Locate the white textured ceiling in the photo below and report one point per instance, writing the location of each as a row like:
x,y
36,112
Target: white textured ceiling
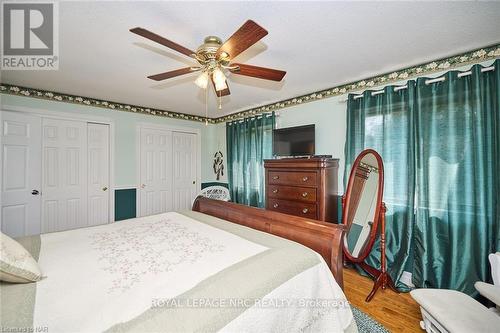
x,y
320,45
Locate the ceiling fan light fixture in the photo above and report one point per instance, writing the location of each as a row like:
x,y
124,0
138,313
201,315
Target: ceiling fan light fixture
x,y
219,78
220,86
202,80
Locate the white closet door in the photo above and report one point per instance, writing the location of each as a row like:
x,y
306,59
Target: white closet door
x,y
64,174
98,171
184,168
21,174
155,172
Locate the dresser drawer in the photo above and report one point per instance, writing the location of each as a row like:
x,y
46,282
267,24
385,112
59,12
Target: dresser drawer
x,y
292,207
306,194
298,178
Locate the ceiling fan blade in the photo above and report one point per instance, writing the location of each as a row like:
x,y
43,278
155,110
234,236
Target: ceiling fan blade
x,y
162,40
249,34
170,74
258,72
221,93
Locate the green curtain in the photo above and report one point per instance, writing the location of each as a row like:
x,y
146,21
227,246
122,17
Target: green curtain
x,y
458,166
249,142
384,122
441,148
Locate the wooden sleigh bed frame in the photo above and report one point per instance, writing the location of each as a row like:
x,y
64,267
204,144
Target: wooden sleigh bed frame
x,y
323,237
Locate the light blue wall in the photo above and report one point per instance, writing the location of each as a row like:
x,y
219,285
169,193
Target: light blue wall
x,y
125,134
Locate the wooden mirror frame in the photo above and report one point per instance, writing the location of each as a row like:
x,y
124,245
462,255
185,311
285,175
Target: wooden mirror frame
x,y
346,205
382,279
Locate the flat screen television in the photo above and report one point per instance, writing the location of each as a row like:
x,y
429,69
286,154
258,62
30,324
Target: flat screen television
x,y
294,141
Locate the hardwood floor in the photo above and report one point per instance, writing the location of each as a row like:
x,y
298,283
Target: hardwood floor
x,y
397,312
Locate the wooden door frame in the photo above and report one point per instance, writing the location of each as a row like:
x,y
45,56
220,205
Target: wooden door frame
x,y
171,128
64,115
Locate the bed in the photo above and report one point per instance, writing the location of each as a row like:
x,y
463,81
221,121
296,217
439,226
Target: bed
x,y
192,271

--------------------------------------------------

* **What the exercise asks**: Only the lines from the one that contains "Locate the green" to the end of the entries above should be given again, exactly and in full.

* **Task output**:
Locate the green curtain in the photo above and report one point per instance, writing the location of each as a row like:
x,y
146,21
227,246
122,17
Target: green curtain
x,y
458,166
249,142
384,122
441,148
Locate the wooden sleigh bed frame in the photo above and report one point per instance, writing the location of each as a row like:
x,y
64,267
204,144
Target: wooden sleigh bed frame
x,y
323,237
Locate the light blue wall in the photo above and report one point per instance, writing the location of each as a row like:
x,y
219,285
169,193
Target: light blue wall
x,y
125,134
Locate the wooden mirror frame in the photo above and report one point per instance, writing the location of each as a row like:
x,y
124,245
462,255
185,311
285,175
Target: wooden mirror frame
x,y
346,205
382,279
Locate the flat screen television in the photo above and report one point per instance, writing the location of each as a row like:
x,y
429,69
286,154
258,62
30,324
Target: flat screen television
x,y
294,141
Locate the hardwood floor in the photo above and report one point per instance, writing the location of each as a row like:
x,y
298,283
Target: hardwood floor
x,y
397,312
Locate the wooden door frame in the photo above and report one point per instance, writing the location of each as a row like:
x,y
45,56
220,205
Target: wooden door frame
x,y
171,128
64,115
Locate the bed in the photo above and report one point per instance, writing the location of each as a row like:
x,y
463,81
221,121
296,217
439,226
Target: bed
x,y
192,271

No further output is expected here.